— Begin EXTRACTED MATERIAL —

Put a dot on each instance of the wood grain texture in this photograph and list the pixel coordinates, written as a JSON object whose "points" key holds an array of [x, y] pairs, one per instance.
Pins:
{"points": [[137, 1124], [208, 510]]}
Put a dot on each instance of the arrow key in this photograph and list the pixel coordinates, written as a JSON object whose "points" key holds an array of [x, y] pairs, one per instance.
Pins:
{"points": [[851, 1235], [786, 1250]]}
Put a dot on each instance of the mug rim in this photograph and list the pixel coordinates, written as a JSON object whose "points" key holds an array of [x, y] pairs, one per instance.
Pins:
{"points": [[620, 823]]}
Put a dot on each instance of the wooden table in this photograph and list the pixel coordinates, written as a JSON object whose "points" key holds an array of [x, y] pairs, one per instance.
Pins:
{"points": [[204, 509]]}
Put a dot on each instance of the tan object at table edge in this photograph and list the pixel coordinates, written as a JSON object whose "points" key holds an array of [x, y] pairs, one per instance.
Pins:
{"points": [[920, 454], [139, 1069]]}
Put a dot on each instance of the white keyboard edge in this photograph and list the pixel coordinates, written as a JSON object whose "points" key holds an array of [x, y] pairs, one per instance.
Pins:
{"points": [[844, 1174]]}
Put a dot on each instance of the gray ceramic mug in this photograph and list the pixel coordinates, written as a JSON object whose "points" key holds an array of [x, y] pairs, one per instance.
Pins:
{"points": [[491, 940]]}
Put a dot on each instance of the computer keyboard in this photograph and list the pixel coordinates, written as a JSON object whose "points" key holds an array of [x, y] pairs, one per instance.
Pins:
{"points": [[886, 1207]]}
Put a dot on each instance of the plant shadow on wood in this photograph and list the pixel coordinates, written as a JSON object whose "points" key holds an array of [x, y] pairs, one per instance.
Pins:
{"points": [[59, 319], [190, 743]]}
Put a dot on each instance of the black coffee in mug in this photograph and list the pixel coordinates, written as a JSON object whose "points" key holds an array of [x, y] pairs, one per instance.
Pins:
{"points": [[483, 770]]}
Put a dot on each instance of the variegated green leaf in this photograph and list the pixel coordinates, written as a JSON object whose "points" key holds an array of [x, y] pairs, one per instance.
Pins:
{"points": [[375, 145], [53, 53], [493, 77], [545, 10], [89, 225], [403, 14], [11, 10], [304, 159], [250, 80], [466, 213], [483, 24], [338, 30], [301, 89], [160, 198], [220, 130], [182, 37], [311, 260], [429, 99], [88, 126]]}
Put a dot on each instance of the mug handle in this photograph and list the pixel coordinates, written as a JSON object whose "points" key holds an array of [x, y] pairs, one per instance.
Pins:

— End EXTRACTED MATERIAL —

Arrange every one of the entries above into a numbered list, omitting any blank lines.

## RESULT:
1. Put a dot on each instance of the wood grain texture in this photograph and list the pixel coordinates, written as a JSON object whose "points" key holds an array of [x, y] pairs, one per instance.
2. Pins:
3. {"points": [[137, 1124], [208, 510]]}
4. Put a dot on each instance of the arrow key in this photograph and list the pixel coordinates, written as a JSON object whose "points" key holds an array of [x, y] pairs, one per instance.
5. Pins:
6. {"points": [[851, 1235], [786, 1250]]}
7. Put a dot on each instance of the mug rim in this photograph and list the pixel coordinates, written as a JSON object whose "points" key holds an array of [x, y] pairs, one per instance.
8. Pins:
9. {"points": [[620, 823]]}
10. Put a dot on each instance of the wooden table in this photograph and list the pixel coordinates, written as a JSON object whose "points" key holds an array of [x, y] pairs, one per instance.
11. Pins:
12. {"points": [[204, 509]]}
13. Put a dot on each instance of the tan object at table edge in this photograph and list the pixel coordinates, written as a JSON object whose "points" key holds an array of [x, y] pairs, one per instance.
14. Pins:
15. {"points": [[920, 454], [139, 1069]]}
16. Put a dot on each instance of the white keyboard edge in this photograph and list the pixel coordinates, written as a JSON object whose "points" key holds an array of [x, y] pairs, one per instance.
17. Pins:
18. {"points": [[844, 1174]]}
19. Put a dot on each instance of the gray ceramic mug in this photograph and list the pixel coordinates, written as a JSON object whose "points" key holds an array of [x, y] pairs, one per instance.
20. Pins:
21. {"points": [[491, 940]]}
22. Put a dot on each instance of the computer keyboard in this photograph and list the pixel coordinates, written as a JSON object whose "points" key holds an array of [x, y] pairs, one per instance.
23. Pins:
24. {"points": [[886, 1207]]}
25. Put a dot on each instance of the plant shadow on wood in this photograph and list the pixel coordinates, written as a JSON object whose "points" key holds an array of [x, y] pairs, one per instance.
26. Pins:
27. {"points": [[59, 319], [190, 743]]}
28. Put a dot on each instance of the black coffee in mug in this photograph and list the pixel coordinates, written as a JSON object whose "points" key holds an array of [x, y] pairs, one per instance.
29. Pins:
30. {"points": [[483, 770]]}
31. Put a dot on each instance of the variegated green leaf in this photograph and list the pixel coordinates, written as a JSON object whose "points" key holds an array of [x, y] pairs, one per instance.
32. Pins:
33. {"points": [[375, 145], [53, 53], [493, 77], [545, 10], [89, 225], [403, 14], [11, 10], [304, 159], [250, 80], [466, 213], [483, 24], [338, 30], [301, 89], [160, 198], [220, 130], [182, 37], [311, 260], [429, 99], [88, 126]]}
34. Put a dot on each instance of the mug handle in this photograph and list the pixel coordinates, written as a JSON object whose "points" key holds an array of [x, y] pairs, one per instance.
35. Pins:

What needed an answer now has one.